## What to work on
From the line containing "of the bald" down to the final entry below, restate each line word for word.

## Data excerpts
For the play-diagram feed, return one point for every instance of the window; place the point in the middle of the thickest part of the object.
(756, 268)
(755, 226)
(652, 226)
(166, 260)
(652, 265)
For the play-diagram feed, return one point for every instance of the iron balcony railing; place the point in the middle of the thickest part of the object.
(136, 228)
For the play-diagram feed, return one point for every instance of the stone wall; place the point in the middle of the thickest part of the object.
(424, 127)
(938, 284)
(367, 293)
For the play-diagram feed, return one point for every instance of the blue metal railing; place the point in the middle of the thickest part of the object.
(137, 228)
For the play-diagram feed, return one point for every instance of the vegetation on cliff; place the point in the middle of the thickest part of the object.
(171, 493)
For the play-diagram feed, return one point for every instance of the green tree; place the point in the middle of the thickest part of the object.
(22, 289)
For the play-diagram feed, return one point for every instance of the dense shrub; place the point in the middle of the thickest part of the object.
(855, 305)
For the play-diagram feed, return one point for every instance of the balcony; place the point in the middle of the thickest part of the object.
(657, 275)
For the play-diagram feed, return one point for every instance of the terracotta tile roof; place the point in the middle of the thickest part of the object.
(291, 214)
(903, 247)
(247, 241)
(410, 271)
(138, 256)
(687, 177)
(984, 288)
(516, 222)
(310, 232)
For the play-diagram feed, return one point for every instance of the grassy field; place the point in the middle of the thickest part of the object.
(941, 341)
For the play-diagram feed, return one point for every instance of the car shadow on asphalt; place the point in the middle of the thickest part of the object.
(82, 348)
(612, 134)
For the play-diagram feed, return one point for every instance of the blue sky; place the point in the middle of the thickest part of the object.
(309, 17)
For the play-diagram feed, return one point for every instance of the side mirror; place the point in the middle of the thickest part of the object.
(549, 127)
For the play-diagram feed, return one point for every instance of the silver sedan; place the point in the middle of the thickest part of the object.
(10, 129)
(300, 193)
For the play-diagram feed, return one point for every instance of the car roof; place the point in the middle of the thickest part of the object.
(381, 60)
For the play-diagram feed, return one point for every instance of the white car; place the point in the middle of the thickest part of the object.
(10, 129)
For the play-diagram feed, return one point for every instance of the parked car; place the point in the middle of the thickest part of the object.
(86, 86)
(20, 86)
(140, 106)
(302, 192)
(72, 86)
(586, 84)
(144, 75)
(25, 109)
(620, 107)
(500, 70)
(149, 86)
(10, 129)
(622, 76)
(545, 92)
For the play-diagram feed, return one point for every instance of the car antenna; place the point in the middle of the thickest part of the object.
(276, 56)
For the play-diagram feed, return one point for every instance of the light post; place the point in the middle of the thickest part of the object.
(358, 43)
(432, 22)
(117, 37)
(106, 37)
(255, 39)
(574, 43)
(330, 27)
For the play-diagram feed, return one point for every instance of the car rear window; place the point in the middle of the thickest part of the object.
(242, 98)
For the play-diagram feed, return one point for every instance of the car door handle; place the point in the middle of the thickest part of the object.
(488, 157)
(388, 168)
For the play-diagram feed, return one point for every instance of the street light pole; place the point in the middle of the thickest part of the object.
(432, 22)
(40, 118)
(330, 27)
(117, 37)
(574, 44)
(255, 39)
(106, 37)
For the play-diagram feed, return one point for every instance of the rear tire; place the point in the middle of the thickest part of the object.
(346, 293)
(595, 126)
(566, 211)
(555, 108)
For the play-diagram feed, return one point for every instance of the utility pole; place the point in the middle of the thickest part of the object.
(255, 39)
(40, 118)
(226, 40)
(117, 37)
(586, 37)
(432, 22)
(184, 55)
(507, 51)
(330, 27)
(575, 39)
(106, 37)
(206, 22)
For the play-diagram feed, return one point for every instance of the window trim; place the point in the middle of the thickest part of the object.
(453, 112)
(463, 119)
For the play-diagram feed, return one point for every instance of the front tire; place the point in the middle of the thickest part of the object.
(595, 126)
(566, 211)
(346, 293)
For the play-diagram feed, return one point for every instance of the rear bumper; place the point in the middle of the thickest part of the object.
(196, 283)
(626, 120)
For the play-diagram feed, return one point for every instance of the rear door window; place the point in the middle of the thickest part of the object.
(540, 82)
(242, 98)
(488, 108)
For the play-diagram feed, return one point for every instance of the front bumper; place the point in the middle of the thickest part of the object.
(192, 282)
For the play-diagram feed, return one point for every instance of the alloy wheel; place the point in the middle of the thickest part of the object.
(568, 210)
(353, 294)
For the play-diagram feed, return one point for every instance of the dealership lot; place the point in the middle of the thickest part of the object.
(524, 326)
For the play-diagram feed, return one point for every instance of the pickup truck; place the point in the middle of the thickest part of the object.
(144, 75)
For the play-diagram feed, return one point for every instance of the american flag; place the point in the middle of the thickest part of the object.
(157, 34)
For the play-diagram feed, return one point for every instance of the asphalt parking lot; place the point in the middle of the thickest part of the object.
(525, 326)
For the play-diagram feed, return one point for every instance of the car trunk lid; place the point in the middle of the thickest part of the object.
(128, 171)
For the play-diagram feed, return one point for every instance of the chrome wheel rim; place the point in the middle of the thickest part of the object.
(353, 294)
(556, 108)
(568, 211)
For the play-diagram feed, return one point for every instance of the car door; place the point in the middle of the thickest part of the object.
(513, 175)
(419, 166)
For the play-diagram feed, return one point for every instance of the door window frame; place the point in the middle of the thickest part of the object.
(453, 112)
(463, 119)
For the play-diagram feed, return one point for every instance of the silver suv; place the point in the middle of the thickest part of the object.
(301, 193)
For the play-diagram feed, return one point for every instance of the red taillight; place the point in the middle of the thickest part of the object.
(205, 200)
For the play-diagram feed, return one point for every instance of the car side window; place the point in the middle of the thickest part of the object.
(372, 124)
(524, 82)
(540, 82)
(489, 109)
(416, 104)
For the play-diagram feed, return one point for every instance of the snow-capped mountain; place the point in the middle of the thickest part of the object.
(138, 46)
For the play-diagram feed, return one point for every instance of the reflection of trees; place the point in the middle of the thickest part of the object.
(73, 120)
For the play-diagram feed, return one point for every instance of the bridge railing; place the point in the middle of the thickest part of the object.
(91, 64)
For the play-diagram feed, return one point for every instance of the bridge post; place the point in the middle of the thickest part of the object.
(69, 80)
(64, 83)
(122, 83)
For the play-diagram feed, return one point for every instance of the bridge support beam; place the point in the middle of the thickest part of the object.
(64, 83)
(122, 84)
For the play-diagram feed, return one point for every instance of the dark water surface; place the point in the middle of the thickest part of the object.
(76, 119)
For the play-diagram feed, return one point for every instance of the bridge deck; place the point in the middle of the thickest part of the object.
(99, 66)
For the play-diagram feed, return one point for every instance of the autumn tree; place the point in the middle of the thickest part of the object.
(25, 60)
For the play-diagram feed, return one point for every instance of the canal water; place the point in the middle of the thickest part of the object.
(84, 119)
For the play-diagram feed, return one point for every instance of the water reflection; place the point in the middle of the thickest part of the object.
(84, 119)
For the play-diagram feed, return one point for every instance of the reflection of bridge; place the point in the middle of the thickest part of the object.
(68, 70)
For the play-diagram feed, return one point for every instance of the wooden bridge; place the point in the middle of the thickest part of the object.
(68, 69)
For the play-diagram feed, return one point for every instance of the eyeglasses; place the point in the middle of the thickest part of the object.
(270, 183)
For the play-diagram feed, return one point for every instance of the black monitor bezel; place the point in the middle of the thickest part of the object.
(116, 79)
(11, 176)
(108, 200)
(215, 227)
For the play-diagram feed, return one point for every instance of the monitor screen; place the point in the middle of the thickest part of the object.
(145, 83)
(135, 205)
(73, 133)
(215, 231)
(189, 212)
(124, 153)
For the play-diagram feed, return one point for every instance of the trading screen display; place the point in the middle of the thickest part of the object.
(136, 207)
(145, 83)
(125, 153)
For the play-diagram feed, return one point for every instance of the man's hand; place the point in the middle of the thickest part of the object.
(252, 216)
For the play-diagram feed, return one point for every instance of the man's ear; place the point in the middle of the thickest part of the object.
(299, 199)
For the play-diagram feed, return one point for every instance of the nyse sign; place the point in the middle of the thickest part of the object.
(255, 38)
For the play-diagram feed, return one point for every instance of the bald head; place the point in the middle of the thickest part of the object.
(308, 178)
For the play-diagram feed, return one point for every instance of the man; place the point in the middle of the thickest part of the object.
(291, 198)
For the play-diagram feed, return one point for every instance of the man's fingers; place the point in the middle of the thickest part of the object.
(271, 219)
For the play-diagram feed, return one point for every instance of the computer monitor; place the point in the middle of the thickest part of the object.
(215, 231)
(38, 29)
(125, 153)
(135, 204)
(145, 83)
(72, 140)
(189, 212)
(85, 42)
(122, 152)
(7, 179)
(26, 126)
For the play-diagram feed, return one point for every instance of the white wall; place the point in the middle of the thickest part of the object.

## Reply to the task
For the play-diagram feed, return one point for every instance of the bald head; place the point in the middle of the thickest part of the object.
(308, 178)
For the play-diagram feed, return one point for every instance of the man; place the point in the middle of the thickest part of the object.
(291, 198)
For the play-diagram feed, return one point for every instance of the man's fingers; place the point in the middle of the thickest part of the object.
(271, 219)
For the play-diagram feed, return one point for every instance of the computer monitor; place the point in the middle of the thickest part of the object.
(215, 231)
(38, 29)
(125, 153)
(135, 204)
(145, 83)
(72, 140)
(189, 212)
(85, 42)
(122, 152)
(7, 179)
(26, 126)
For the play-diagram feed, return one point for every instance of the white wall; place the point in the middle of the thickest part of the object.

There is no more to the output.